==== DATA PROVIDED
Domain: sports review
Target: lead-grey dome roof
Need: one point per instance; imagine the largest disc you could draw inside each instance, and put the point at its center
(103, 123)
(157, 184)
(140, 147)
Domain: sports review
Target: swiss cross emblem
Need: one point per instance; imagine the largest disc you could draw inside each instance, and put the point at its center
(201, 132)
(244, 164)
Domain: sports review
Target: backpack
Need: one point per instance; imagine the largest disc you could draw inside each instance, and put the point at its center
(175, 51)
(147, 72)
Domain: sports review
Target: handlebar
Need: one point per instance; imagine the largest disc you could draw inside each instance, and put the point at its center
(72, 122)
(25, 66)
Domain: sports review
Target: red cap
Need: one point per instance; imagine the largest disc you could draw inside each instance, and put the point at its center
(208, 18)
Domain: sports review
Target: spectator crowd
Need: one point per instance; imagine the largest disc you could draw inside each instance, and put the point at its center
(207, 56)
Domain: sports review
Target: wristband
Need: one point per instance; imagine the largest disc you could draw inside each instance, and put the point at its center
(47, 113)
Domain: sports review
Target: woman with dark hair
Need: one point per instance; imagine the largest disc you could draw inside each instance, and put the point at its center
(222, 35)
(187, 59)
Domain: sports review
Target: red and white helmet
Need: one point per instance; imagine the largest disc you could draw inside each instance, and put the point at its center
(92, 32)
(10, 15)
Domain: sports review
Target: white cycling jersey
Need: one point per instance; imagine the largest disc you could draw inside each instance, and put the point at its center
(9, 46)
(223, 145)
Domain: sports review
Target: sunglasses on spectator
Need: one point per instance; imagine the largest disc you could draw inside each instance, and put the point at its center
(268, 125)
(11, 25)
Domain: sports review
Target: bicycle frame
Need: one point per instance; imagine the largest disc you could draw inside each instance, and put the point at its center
========
▶ [PROBLEM TO SOLVE]: Put each line of the listing above into a JSON array of strings, one string per line, and leave out any blank lines.

▶ [TASK OUTPUT]:
[
  "Domain: sports review",
  "Target: lead-grey dome roof",
  "Need: one point per instance; imagine the largest disc you could draw inside each instance, and put the point at its center",
  "(103, 123)",
  "(157, 184)",
  "(140, 147)",
  "Domain: sports review",
  "Target: swiss cross emblem",
  "Need: one point per instance; imagine the largest disc you could draw inside each instance, and put the point at its center",
  "(201, 132)",
  "(244, 164)",
  "Domain: sports review",
  "Target: backpack",
  "Need: one point per instance; imagine the largest disc you could draw inside each instance, and put the point at its center",
  "(175, 51)",
  "(147, 72)",
  "Domain: sports review",
  "Target: handlebar",
  "Need: one point per instance; imagine the largest disc you could draw inside each instance, and put the point at its center",
  "(72, 122)",
  "(25, 66)",
  "Domain: sports review",
  "Target: red cap",
  "Need: one point per instance; imagine the largest disc you could draw inside each instance, and put the point at its center",
  "(208, 18)",
  "Domain: sports review",
  "Target: spectator crowd",
  "Need: one point per instance; imagine the largest disc you could draw inside each instance, and put the point at its center",
  "(207, 56)",
  "Domain: sports review",
  "Target: wristband",
  "Need: one point per instance; imagine the largest disc you could draw inside each instance, and put the point at its center",
  "(47, 113)",
  "Domain: sports review",
  "Target: woman with dark hair",
  "Need: one point per instance; imagine the largest disc you could draw inside each instance, and put the point at its center",
  "(222, 35)",
  "(187, 59)",
  "Domain: sports review",
  "Target: red and white helmet",
  "Need: one point per instance; imagine the largest disc you could draw inside each instance, and put the point at its center",
  "(92, 32)",
  "(10, 15)",
  "Domain: sports review",
  "Target: white cycling jersey",
  "Need: one point per instance; imagine the largest disc you could draw inside each instance, and put the point at its center",
  "(9, 46)",
  "(223, 145)",
  "Domain: sports review",
  "Target: sunglasses on spectator",
  "Need: one point per instance; imagine the largest disc you could draw inside each instance, and put the point at its center",
  "(268, 125)",
  "(11, 25)",
  "Domain: sports review",
  "Target: bicycle frame",
  "Need: one point per instance; imagine the largest disc you could draw inside each instance, and put the point at its center"
]